▶ **TASK BRIEF**: How many of the lines below contain the string "wall"? Case counts, so reply with the number alone.

▶ **RECORDS FOR THE EXERCISE**:
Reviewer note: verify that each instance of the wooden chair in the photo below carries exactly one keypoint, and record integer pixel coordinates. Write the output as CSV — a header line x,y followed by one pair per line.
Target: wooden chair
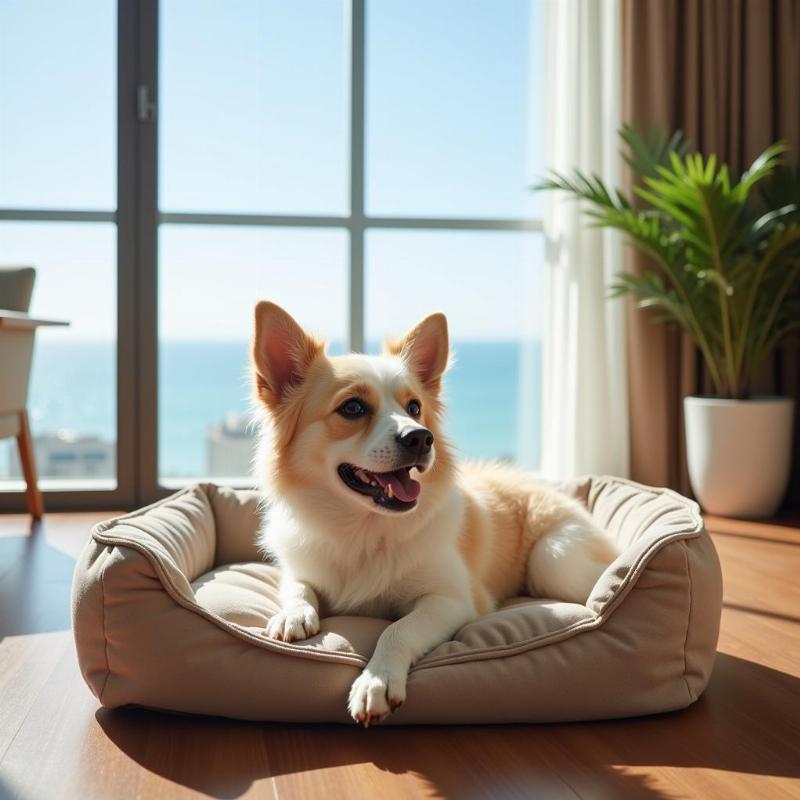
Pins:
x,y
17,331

* * *

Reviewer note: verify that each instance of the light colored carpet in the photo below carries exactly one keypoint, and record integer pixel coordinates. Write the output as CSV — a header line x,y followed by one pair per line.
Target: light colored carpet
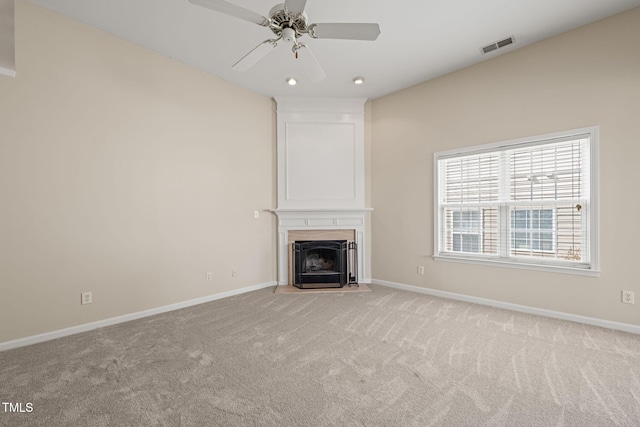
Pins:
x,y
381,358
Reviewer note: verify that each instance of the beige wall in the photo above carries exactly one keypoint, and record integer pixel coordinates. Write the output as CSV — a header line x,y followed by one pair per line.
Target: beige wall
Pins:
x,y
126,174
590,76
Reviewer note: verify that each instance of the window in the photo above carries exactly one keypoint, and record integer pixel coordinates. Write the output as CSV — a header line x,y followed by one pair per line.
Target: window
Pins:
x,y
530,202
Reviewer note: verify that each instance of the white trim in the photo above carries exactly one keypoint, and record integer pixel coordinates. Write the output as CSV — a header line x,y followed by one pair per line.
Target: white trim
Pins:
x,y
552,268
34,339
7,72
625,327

---

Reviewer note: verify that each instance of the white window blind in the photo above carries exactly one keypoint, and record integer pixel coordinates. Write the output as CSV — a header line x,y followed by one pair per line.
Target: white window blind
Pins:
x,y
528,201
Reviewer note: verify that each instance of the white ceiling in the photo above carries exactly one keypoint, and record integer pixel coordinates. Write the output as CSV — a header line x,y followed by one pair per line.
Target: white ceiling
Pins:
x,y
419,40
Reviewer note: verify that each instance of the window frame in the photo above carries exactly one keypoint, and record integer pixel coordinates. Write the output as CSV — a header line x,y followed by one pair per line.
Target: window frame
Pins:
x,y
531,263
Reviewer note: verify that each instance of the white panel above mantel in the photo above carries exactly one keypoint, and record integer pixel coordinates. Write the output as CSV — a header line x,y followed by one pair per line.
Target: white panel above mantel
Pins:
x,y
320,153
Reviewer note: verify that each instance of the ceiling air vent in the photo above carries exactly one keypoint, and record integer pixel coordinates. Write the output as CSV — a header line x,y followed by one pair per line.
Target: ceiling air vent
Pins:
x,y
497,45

▶ **COMPLETE OUTPUT**: 2